* [Written problem]
Every line from the one that holds "the man's ear." through the final line should be returned exactly. Omit the pictures.

--------------------

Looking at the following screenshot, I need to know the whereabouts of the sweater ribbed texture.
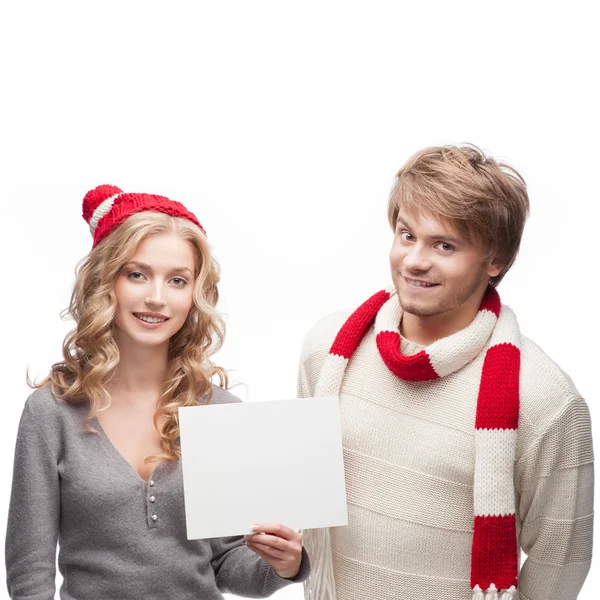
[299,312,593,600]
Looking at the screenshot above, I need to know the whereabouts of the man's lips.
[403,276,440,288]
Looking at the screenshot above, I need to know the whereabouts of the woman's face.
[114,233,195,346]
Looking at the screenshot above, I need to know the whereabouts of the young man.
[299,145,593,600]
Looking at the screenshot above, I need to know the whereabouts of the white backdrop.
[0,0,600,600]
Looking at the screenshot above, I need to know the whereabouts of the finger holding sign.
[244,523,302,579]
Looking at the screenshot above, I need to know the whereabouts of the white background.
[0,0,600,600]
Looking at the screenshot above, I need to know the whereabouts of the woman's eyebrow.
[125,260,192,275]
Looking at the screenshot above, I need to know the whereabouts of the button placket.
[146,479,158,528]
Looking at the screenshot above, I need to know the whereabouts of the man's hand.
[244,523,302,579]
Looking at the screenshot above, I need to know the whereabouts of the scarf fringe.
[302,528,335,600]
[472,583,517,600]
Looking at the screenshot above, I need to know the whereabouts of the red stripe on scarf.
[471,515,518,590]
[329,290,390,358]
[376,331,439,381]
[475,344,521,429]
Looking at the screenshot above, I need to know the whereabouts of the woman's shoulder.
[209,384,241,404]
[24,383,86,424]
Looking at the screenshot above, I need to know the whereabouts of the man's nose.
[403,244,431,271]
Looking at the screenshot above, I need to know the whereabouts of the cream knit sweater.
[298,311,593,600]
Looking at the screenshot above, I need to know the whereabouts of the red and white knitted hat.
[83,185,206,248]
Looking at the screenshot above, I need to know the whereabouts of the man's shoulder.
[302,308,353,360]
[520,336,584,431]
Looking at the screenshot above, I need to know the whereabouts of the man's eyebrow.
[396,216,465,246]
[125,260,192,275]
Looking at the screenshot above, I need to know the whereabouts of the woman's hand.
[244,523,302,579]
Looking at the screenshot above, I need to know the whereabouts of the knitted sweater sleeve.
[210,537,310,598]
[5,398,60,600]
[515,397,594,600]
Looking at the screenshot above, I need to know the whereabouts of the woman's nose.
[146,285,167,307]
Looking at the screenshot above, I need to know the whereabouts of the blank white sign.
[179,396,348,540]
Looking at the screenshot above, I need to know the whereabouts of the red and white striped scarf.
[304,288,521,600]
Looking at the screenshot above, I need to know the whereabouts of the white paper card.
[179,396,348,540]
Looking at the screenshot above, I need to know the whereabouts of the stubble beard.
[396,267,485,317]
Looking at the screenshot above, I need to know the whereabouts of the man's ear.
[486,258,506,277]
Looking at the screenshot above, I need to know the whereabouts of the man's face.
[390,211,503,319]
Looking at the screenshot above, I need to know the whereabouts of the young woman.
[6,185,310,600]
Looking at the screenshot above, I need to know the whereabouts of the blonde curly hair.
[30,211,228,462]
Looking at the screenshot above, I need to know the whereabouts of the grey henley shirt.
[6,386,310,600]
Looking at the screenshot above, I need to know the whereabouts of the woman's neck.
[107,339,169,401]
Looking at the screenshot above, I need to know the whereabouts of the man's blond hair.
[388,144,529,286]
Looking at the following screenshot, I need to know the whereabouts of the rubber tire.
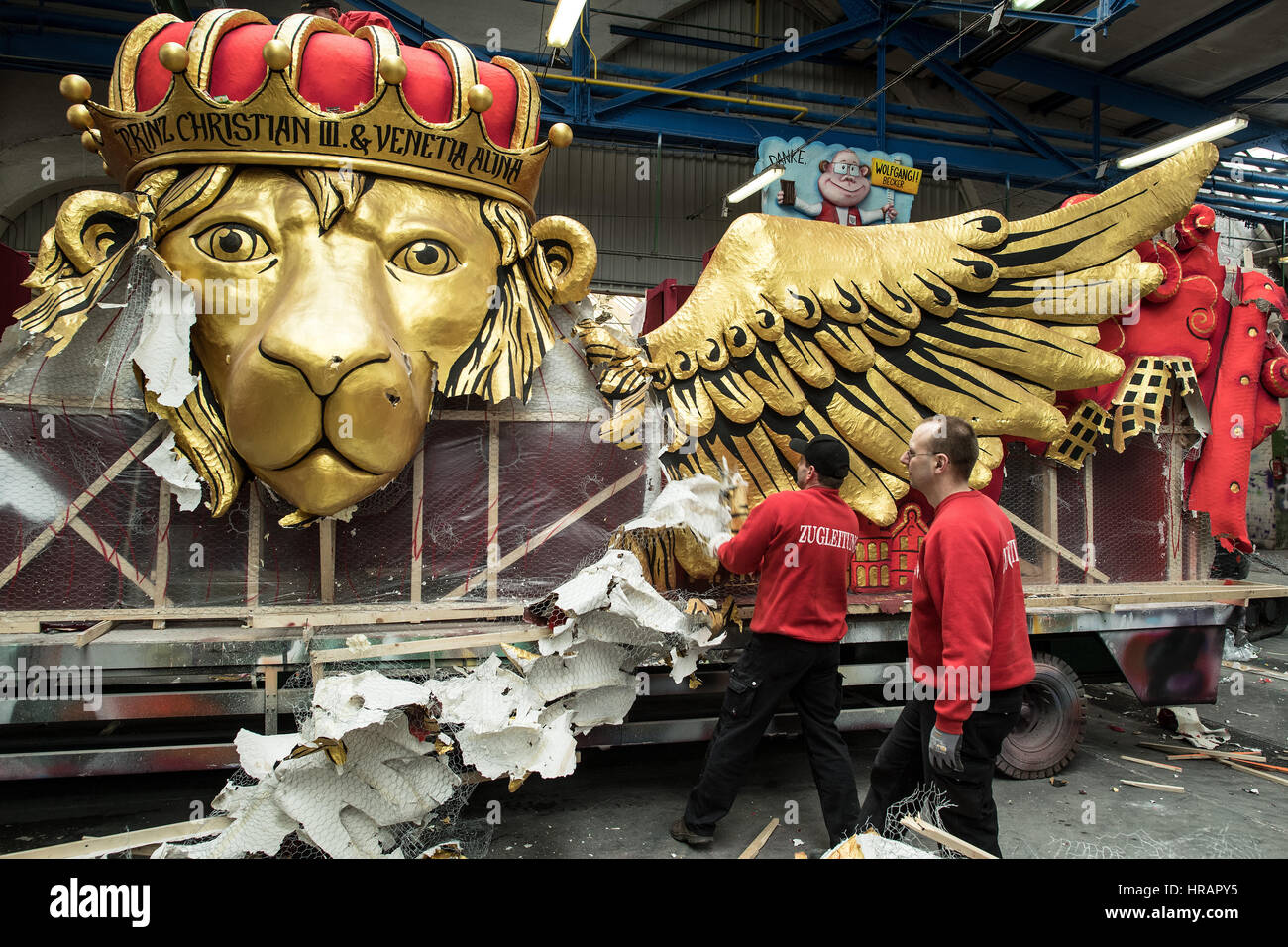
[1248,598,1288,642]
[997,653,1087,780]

--------------------

* [Exercise response]
Looking at the screenshot above, I need to know the whereabouts of the man's ear.
[486,258,506,277]
Looking at the screenshot above, I need to know the whereabouts of the man's face.
[390,211,503,319]
Looking at the screenshot above, I need to know the whereabouts of the young woman.
[6,185,310,600]
Looking at the screenshot above, I need to know the whereabouts of the blonde curly hair.
[30,211,228,462]
Looking at the screenshot above, I need to know the whereabouts of the grey henley shirt.
[6,386,310,600]
Looking at the screenshot above, I need to know the whereabouts of the woman's neck.
[107,339,169,401]
Looking at the screenshot above, I need to know the whereabouts of the man's blond hair.
[388,144,529,286]
Looking at the following screenshot, I need to know the whereabouts of the rubber tire.
[1248,598,1288,642]
[997,653,1087,780]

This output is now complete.